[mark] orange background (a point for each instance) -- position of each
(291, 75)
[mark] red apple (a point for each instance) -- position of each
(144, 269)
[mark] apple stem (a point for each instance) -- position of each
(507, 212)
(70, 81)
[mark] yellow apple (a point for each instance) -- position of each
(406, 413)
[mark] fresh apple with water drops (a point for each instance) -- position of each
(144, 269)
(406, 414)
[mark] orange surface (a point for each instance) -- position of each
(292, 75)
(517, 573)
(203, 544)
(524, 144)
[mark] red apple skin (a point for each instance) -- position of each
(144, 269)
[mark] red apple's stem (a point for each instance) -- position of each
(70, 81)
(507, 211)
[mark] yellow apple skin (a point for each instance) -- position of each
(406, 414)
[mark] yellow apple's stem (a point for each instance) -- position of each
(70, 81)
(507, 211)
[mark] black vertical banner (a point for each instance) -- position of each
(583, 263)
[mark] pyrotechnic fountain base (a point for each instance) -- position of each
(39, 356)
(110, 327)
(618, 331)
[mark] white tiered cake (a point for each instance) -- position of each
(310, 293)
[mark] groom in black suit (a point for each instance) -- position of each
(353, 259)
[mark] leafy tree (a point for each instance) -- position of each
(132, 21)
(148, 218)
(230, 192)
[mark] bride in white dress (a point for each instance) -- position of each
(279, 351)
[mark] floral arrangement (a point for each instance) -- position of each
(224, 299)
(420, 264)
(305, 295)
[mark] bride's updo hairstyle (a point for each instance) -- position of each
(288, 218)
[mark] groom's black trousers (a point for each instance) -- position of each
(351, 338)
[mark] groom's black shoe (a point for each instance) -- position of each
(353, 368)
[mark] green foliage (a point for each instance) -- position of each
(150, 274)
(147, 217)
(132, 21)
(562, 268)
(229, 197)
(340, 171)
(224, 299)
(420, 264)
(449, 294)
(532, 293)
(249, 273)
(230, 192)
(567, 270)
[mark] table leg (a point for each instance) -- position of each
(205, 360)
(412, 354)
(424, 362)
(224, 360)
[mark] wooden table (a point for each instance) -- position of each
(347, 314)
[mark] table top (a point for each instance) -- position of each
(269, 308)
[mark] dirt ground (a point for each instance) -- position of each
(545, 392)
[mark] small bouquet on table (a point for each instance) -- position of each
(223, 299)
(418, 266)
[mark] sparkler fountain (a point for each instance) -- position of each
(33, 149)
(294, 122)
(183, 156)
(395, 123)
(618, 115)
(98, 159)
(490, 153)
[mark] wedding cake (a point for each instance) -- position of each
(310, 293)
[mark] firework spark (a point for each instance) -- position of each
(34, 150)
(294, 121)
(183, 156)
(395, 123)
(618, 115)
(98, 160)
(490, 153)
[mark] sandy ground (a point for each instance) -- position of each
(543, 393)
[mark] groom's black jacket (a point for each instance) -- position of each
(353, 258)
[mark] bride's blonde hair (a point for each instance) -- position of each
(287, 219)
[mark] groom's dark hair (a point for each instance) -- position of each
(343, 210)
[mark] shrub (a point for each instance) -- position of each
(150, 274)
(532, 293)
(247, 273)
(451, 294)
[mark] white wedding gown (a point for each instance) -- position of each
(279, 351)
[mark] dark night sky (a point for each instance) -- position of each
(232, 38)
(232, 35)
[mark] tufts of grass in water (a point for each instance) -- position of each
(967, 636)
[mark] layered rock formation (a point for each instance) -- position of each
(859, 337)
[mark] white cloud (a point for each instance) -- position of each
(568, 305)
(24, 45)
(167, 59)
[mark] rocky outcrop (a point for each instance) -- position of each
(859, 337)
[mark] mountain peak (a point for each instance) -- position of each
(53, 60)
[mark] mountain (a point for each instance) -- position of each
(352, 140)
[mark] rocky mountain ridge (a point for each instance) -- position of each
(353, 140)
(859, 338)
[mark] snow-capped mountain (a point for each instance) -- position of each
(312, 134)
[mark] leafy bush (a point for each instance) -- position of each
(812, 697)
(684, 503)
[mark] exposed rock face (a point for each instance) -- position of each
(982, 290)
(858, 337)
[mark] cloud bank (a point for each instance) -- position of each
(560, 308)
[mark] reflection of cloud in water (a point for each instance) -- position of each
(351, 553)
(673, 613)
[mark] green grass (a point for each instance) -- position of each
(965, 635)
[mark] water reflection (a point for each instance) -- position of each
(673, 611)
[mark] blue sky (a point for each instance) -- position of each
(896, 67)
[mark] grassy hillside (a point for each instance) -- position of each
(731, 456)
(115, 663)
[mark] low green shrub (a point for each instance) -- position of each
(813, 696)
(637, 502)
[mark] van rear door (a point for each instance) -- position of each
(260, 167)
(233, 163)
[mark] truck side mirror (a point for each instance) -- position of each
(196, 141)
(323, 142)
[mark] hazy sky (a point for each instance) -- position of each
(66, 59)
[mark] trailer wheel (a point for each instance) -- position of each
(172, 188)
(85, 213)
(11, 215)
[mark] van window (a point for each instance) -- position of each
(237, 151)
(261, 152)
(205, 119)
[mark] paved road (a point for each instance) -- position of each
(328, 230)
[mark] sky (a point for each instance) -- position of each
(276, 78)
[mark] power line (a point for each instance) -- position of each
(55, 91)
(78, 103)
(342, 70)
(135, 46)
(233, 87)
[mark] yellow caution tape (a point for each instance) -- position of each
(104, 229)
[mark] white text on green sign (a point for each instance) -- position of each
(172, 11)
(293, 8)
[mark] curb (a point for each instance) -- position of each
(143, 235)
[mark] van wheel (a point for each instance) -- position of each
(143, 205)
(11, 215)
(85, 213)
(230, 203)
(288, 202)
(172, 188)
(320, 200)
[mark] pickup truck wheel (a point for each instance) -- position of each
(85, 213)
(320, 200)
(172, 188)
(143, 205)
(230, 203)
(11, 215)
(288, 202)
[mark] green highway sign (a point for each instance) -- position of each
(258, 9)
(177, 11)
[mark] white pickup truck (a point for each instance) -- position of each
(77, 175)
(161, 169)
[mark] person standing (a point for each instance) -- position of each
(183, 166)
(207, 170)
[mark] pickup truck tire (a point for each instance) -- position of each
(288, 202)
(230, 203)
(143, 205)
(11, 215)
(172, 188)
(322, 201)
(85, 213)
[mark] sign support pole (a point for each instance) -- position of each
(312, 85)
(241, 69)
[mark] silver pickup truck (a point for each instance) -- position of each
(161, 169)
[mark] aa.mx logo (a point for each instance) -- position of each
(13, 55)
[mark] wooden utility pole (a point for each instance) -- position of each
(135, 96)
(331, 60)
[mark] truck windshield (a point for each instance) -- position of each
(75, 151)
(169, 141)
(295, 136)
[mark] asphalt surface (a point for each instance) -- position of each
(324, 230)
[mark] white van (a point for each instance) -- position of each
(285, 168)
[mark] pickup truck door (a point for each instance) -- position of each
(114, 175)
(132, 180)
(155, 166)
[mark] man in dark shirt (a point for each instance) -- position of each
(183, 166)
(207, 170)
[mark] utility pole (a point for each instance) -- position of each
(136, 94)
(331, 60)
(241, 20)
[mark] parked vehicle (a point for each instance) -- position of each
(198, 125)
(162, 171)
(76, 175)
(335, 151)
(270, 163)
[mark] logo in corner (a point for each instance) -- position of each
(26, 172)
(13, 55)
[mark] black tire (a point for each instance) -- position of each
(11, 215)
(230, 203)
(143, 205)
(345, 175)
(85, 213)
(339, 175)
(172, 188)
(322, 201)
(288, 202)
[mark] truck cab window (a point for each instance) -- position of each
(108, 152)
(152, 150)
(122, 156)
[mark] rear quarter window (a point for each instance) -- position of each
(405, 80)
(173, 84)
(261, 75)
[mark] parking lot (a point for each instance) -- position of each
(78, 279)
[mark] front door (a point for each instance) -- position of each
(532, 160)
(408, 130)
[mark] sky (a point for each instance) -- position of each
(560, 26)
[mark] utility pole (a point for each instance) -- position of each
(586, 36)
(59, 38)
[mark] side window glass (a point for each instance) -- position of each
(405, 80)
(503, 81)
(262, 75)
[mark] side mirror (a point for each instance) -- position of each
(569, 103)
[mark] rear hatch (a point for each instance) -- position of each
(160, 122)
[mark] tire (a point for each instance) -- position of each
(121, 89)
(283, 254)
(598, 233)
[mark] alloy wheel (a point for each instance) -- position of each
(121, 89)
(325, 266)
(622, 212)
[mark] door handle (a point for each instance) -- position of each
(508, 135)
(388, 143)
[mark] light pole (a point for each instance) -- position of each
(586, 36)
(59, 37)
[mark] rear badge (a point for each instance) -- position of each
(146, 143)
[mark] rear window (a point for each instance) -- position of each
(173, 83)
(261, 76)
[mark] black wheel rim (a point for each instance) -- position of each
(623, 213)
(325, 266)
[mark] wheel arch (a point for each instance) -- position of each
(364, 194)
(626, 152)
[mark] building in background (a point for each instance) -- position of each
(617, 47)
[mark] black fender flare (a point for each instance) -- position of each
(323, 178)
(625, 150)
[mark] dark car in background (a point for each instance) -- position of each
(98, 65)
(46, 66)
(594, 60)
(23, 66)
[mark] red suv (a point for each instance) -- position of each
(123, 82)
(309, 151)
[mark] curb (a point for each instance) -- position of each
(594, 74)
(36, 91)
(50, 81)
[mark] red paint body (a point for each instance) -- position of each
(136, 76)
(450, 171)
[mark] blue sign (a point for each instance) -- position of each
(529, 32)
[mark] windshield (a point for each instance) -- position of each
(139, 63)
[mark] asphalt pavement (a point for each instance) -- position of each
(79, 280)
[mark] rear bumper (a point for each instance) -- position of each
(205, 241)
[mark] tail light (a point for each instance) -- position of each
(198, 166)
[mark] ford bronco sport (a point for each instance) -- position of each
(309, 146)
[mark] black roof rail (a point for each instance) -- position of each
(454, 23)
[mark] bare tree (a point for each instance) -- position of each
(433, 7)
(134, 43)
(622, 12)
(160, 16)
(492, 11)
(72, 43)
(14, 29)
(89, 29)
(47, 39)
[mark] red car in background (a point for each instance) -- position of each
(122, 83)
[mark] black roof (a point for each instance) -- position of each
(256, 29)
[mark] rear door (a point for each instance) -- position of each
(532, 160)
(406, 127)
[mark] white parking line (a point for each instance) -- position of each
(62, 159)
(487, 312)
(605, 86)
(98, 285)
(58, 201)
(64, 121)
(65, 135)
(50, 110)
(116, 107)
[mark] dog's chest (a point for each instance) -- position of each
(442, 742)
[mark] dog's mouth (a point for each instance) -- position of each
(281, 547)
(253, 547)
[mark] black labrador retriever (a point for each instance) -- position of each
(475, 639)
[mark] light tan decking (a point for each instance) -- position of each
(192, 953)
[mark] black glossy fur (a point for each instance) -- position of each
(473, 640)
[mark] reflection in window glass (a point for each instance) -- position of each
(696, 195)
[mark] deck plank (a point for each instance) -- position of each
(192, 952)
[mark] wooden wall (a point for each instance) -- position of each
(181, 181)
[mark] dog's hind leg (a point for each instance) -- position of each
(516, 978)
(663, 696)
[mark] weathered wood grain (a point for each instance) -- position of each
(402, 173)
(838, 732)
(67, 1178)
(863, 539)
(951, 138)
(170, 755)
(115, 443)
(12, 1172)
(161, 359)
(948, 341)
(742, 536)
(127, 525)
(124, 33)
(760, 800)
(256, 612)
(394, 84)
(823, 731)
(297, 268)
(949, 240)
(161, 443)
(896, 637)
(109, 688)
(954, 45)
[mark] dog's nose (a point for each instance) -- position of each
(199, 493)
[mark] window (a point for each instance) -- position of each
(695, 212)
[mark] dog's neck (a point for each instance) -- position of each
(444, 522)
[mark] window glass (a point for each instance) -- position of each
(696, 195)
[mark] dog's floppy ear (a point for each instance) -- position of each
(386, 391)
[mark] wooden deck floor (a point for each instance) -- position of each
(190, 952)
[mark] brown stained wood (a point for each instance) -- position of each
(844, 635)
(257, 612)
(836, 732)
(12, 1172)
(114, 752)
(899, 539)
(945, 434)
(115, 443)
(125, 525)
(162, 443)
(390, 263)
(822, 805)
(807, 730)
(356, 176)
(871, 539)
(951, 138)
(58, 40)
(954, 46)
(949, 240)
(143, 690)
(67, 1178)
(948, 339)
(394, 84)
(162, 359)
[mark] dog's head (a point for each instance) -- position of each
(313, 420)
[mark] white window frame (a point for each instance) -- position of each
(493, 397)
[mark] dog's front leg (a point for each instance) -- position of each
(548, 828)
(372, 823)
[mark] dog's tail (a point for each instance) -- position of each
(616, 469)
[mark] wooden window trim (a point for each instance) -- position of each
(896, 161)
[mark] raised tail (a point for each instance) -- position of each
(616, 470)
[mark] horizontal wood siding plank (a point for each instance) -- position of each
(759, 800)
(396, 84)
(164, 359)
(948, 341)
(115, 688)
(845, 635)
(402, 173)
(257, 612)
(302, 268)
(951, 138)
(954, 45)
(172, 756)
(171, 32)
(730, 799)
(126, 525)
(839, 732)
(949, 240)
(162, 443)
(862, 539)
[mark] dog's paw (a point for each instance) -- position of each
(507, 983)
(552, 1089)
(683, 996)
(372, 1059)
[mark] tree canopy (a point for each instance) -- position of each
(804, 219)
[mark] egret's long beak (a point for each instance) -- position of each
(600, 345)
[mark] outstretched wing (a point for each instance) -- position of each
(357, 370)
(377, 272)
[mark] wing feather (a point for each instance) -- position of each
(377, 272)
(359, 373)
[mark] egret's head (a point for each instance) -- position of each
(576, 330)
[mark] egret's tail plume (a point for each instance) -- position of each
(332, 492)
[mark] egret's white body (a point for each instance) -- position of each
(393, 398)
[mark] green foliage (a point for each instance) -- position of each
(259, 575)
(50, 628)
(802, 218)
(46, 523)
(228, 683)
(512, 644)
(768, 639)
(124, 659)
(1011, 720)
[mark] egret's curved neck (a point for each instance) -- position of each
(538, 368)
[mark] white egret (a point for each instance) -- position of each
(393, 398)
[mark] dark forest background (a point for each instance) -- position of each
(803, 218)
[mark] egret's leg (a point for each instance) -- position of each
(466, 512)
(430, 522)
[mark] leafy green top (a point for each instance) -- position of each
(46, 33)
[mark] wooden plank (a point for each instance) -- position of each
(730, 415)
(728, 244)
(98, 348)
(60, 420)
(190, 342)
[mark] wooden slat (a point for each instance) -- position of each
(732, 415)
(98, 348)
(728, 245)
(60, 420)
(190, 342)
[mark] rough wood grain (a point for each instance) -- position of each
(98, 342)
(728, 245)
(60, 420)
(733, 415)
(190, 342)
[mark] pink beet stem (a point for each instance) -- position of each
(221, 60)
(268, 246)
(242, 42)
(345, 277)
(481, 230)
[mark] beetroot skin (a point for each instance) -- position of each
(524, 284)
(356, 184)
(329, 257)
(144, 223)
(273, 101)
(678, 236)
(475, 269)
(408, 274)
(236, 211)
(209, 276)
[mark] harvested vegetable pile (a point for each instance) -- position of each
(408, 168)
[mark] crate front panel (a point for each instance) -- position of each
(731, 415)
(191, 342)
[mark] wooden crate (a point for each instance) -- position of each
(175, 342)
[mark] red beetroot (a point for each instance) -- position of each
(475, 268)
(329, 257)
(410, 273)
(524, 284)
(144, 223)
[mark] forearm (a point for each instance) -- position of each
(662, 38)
━━━━━━━━━━━━━━━━
What is needed: Lay out the material from the line containing "[mark] pink beet" through its last line as a JSON list of strings, one string per line, leaving out blank lines.

Exercise result:
[
  "[mark] pink beet stem (a point for each instance) -- position of each",
  "(221, 60)",
  "(268, 246)",
  "(242, 42)",
  "(345, 277)",
  "(481, 230)",
  "[mark] beetroot skin (a point for each instance) -- position of each",
  "(524, 284)",
  "(356, 184)",
  "(329, 257)",
  "(144, 223)",
  "(273, 101)",
  "(678, 236)",
  "(475, 269)",
  "(408, 274)",
  "(236, 211)",
  "(209, 276)",
  "[mark] harvested vegetable pile (a point for each instance) -- position of each",
  "(408, 168)",
  "[mark] crate front panel (a point for each instance) -- position of each",
  "(731, 415)",
  "(191, 342)",
  "[mark] wooden crate (a point for each instance) -- position of each",
  "(175, 342)",
  "[mark] red beetroot (a point for each instance) -- position of each",
  "(475, 268)",
  "(329, 257)",
  "(410, 273)",
  "(524, 284)",
  "(144, 223)",
  "[mark] forearm (a point for each instance) -- position of each",
  "(662, 38)"
]